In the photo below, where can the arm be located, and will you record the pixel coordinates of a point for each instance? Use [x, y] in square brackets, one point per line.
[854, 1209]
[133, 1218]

***

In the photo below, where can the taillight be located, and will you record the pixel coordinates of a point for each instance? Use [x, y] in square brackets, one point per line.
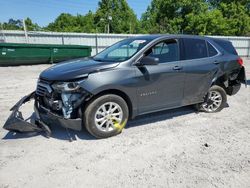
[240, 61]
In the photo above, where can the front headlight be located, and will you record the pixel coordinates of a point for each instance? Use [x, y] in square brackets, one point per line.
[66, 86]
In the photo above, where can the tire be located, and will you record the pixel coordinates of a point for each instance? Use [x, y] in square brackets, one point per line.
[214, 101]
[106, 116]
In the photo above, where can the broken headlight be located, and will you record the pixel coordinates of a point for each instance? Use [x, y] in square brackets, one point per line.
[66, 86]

***

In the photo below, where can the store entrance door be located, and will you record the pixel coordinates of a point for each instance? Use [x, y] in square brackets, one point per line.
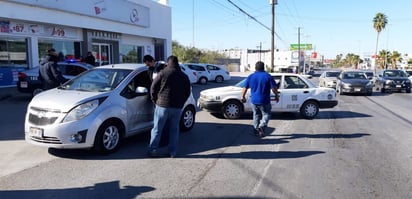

***

**Problem requirements:**
Write out as a numbered list the part of the records that opens with the line containing "In the photo below, where can the arm" and closes with the line containing "[133, 1218]", including both of those lines. Leave out any blank lines.

**Solution below:**
1. In the photo below, where can the arm be located, and will you record the pixel coordinates of a point for each instance? Use [x, y] in square brackets, one point per line.
2. [854, 1209]
3. [133, 1218]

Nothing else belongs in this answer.